Copy every line of the data below without changing anything.

-- BEGIN Supplied material --

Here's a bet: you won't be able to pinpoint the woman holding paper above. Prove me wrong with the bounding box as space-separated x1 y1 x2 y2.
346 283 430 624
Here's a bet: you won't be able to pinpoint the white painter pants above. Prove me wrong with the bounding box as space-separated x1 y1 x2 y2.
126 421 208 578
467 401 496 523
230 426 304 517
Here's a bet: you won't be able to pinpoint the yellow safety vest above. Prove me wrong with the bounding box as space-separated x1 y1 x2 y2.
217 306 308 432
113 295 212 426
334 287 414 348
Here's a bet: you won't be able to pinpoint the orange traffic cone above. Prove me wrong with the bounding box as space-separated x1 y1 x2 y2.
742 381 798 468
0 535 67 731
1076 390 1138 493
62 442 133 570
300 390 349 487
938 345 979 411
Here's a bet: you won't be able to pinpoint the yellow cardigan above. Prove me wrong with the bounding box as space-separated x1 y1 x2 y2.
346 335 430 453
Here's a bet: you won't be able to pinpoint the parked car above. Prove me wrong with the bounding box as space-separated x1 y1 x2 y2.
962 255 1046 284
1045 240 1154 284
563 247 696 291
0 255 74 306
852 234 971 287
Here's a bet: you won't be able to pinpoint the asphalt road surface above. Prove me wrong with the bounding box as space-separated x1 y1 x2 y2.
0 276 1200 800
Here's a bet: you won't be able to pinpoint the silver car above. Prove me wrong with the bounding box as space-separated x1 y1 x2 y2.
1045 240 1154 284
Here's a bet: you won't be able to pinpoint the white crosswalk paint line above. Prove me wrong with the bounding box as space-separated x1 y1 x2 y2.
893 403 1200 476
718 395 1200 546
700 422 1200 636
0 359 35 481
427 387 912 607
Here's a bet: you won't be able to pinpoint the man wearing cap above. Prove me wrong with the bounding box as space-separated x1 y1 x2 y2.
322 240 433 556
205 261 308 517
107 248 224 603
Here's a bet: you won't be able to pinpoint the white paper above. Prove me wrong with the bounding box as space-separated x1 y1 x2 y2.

-- END Supplied material --

§ **Response**
Here's a bet: you won't be able to pinpoint the woman holding paper above. Prove me wrong with the bounding box as space-separated x1 y1 x2 y2.
346 283 430 624
Here's a bet: you won't be able to pinpoint the white painter pants above. Prove me wrong with the bounding box as space-separated x1 y1 x2 y2.
126 421 208 578
467 401 496 523
230 426 304 517
Here's a bet: you won't be able to pinpoint the yellow safety vest above. Prove me wrong with the bounding box as space-separated x1 y1 x2 y2.
217 306 308 432
113 295 212 426
334 287 414 348
Here's a bet: you won't be able to pinpoint the orange traffic cone above. Prove me wrong with the bounding box as space-separated x1 y1 x2 y2.
742 381 798 468
0 535 67 731
1076 390 1138 493
62 442 133 570
300 390 349 487
938 345 979 411
Here's a bet: you won't be able to pinpoint the yellow cardigan above. Prove me wrong with the bounding box as space-separated x1 y1 x2 y2.
346 335 430 453
Here's a bet: you won't be able to pinpoint the parked car above. Prove me wrong with the bounding box as space-separated x1 y1 x2 y2.
962 255 1046 284
1045 240 1154 284
563 247 696 291
0 255 74 306
852 234 971 287
Here's a bet: you won't be able to pinpoint the asphalt road surface above. Prove me wrong with the bounding box as space-separated x1 y1 x2 y2.
0 276 1200 800
Here's a bet: you won't be able to pinpoint the silver car above. Prove me wrong with the bounding box as space-separated x1 y1 x2 y2.
1045 240 1154 284
Here's a bet: you won't be able to pinpoint the white crosswalk paint line above. Prove me wrong with the bounding box as space-separated x1 y1 x2 y2.
893 403 1200 476
718 395 1200 546
700 422 1200 636
0 359 35 481
427 387 912 607
Here's a bet: you won't be able to pinpoint the man wearing cap above. Prove me wrong with the bounding box as space-separated x1 y1 x2 y2.
322 240 433 556
205 261 308 517
107 248 224 603
Here's a bet: you won't be able to pinpoint the white paper above. Prove me wrong with the bounding box as space-separated x1 y1 x2 y2.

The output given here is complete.